## The task
Count the lines in the data below that contain the string “curly” and give only the number.

Data on object locations:
__________

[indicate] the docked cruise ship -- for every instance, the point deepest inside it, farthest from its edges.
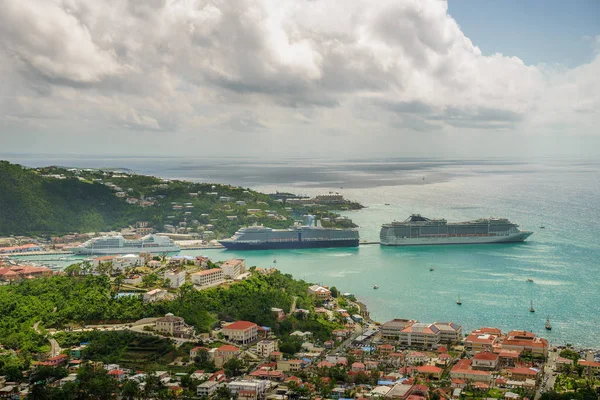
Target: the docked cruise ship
(119, 245)
(418, 230)
(259, 237)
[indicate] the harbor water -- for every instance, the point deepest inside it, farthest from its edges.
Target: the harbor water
(562, 259)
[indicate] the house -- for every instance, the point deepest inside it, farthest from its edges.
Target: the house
(195, 352)
(416, 357)
(525, 341)
(522, 374)
(154, 295)
(485, 360)
(242, 332)
(173, 326)
(207, 388)
(175, 278)
(392, 329)
(225, 353)
(463, 370)
(420, 335)
(289, 365)
(247, 390)
(320, 292)
(450, 332)
(278, 313)
(477, 342)
(358, 367)
(233, 268)
(264, 348)
(590, 367)
(430, 371)
(208, 277)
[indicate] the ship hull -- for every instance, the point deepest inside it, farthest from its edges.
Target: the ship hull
(230, 245)
(447, 240)
(124, 250)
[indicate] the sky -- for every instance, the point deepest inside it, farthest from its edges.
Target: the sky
(287, 78)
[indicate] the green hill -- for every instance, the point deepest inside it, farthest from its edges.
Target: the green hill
(33, 204)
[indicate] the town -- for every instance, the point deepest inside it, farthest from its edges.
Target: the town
(353, 357)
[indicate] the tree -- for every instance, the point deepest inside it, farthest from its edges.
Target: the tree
(233, 367)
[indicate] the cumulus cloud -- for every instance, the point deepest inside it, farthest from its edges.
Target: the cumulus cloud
(276, 73)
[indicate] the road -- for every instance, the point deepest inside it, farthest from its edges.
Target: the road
(548, 378)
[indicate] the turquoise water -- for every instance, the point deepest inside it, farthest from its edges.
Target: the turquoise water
(563, 259)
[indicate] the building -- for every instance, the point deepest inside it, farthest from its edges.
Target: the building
(289, 365)
(421, 335)
(479, 341)
(253, 389)
(233, 268)
(522, 374)
(208, 277)
(154, 295)
(320, 292)
(485, 360)
(525, 341)
(392, 329)
(225, 353)
(207, 388)
(463, 370)
(264, 348)
(26, 248)
(173, 326)
(242, 332)
(450, 332)
(430, 371)
(176, 278)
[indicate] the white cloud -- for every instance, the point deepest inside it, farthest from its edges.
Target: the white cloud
(287, 74)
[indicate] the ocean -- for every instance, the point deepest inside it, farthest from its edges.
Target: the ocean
(563, 259)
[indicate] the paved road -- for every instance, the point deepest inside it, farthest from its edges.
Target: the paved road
(548, 378)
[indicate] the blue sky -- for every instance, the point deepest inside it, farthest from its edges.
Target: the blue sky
(537, 31)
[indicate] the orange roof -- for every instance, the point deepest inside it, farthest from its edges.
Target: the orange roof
(228, 348)
(241, 325)
(429, 369)
(589, 363)
(208, 272)
(486, 355)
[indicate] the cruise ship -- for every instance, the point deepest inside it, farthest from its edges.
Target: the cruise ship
(259, 237)
(119, 245)
(418, 230)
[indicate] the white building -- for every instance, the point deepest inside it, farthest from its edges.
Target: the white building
(265, 347)
(259, 387)
(176, 278)
(208, 277)
(154, 295)
(233, 268)
(207, 388)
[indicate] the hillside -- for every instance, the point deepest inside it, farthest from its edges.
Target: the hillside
(55, 200)
(30, 203)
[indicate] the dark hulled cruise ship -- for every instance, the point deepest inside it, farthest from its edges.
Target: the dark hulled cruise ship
(418, 230)
(298, 237)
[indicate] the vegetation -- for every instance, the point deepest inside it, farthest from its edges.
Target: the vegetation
(53, 200)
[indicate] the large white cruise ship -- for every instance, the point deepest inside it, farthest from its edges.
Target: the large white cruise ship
(119, 245)
(418, 230)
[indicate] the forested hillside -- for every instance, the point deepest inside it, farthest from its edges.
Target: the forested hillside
(30, 203)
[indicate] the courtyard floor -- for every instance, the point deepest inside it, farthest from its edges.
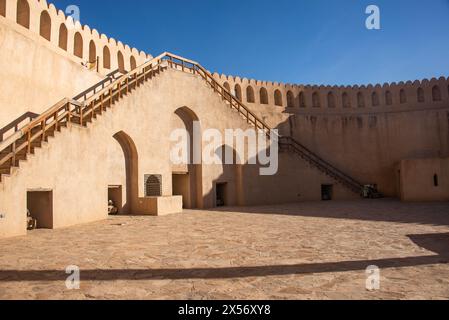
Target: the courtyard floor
(297, 251)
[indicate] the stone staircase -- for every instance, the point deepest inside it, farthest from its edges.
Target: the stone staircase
(93, 102)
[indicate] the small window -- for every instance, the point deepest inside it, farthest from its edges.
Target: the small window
(435, 181)
(153, 185)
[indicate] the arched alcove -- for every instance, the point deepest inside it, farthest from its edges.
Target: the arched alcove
(250, 95)
(131, 159)
(23, 13)
(45, 25)
(263, 96)
(92, 52)
(106, 58)
(278, 98)
(78, 45)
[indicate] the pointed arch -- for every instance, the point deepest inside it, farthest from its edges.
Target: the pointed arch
(106, 58)
(420, 94)
(278, 98)
(290, 99)
(436, 93)
(45, 25)
(375, 99)
(402, 96)
(92, 52)
(388, 98)
(346, 100)
(78, 46)
(132, 62)
(238, 92)
(331, 100)
(302, 100)
(263, 96)
(3, 8)
(23, 13)
(121, 62)
(360, 100)
(250, 95)
(316, 100)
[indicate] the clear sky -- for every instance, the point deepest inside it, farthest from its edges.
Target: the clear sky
(291, 41)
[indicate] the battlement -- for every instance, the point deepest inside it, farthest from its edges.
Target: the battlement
(395, 96)
(87, 46)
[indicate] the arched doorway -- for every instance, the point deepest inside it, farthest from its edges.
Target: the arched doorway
(187, 178)
(228, 186)
(131, 168)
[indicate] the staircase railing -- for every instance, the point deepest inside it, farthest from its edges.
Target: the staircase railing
(88, 104)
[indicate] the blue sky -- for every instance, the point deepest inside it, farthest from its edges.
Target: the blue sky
(292, 41)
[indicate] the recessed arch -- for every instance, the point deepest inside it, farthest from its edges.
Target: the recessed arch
(121, 62)
(3, 8)
(420, 95)
(360, 100)
(23, 13)
(250, 95)
(92, 52)
(131, 157)
(238, 92)
(132, 62)
(45, 25)
(78, 45)
(302, 100)
(290, 99)
(278, 98)
(402, 96)
(316, 103)
(263, 96)
(375, 99)
(331, 100)
(346, 100)
(63, 37)
(106, 58)
(436, 93)
(388, 98)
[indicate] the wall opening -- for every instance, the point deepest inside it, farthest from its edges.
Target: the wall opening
(436, 182)
(121, 62)
(45, 26)
(250, 95)
(181, 187)
(221, 194)
(106, 58)
(153, 185)
(78, 45)
(40, 207)
(263, 96)
(23, 13)
(327, 191)
(115, 200)
(63, 37)
(3, 8)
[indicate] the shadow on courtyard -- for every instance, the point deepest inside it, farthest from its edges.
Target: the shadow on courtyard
(437, 243)
(382, 210)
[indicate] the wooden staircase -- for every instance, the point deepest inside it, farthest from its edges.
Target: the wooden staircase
(93, 102)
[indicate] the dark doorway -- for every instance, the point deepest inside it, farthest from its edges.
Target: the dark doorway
(326, 192)
(115, 199)
(221, 194)
(40, 207)
(181, 187)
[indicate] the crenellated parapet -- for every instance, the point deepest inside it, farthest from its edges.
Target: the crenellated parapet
(87, 46)
(432, 93)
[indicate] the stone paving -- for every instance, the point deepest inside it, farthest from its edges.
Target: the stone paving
(296, 251)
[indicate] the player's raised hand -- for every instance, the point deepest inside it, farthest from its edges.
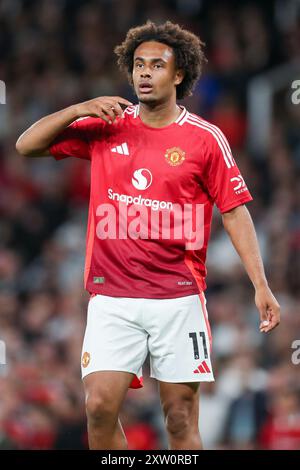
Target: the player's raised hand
(105, 107)
(269, 309)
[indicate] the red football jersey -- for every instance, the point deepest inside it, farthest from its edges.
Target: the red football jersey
(151, 200)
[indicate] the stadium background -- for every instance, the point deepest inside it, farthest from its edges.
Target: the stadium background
(53, 54)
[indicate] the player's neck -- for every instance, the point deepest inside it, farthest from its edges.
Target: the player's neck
(160, 115)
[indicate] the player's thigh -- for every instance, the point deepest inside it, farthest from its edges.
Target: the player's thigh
(180, 398)
(105, 391)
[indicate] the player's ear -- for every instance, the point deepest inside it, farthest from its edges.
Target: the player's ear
(179, 76)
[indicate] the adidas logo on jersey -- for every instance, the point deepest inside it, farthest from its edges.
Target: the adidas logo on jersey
(202, 369)
(121, 149)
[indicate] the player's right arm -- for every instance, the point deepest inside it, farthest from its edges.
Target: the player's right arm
(37, 139)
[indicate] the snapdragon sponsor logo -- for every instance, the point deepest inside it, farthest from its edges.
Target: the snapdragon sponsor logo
(2, 92)
(139, 200)
(139, 218)
(2, 353)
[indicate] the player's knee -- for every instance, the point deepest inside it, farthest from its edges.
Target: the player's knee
(178, 419)
(99, 409)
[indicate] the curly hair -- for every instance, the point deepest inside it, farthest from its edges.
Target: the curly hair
(187, 47)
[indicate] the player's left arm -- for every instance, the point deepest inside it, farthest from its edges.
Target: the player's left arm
(239, 226)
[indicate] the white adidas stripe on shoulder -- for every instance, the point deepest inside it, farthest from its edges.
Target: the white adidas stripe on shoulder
(216, 133)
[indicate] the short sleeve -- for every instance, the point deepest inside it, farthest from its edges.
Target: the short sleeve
(75, 140)
(224, 182)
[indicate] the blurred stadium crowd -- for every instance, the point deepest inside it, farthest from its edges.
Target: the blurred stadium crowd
(53, 54)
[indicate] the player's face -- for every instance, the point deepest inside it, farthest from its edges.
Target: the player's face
(154, 73)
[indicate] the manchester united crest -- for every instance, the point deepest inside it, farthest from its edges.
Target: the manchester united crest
(175, 156)
(85, 359)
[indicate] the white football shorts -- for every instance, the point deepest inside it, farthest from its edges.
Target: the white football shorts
(121, 331)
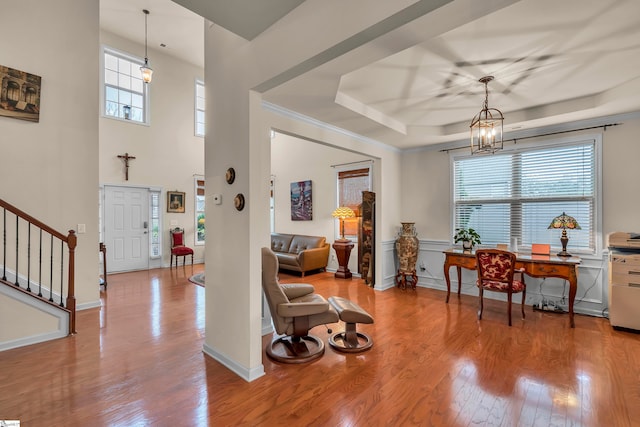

__________

## Answer to this problem
2